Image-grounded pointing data
##############################

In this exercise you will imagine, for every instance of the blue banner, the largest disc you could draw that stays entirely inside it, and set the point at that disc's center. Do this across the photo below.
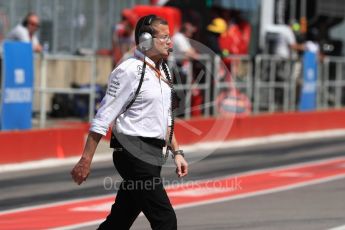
(17, 86)
(308, 94)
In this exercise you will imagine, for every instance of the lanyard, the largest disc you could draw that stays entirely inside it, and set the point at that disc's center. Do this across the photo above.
(157, 71)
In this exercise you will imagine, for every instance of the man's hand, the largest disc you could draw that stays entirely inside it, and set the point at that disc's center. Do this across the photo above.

##############################

Aim of the exercise.
Repeat word for word each line from the one with "the lanyard, the" to the end of the records above, inclusive.

Result.
In this exercise you will imagine, for every instance of the lanyard, the largest disc you could draw that stays entirely inside it, and set the point at that disc's center. Do this across the photo above.
(157, 71)
In this exercise you will imagine, for every instance of the man's hand, the largest disc you could draw that stays entirely inside it, and set the point at that disc's center. Do this across the photo above.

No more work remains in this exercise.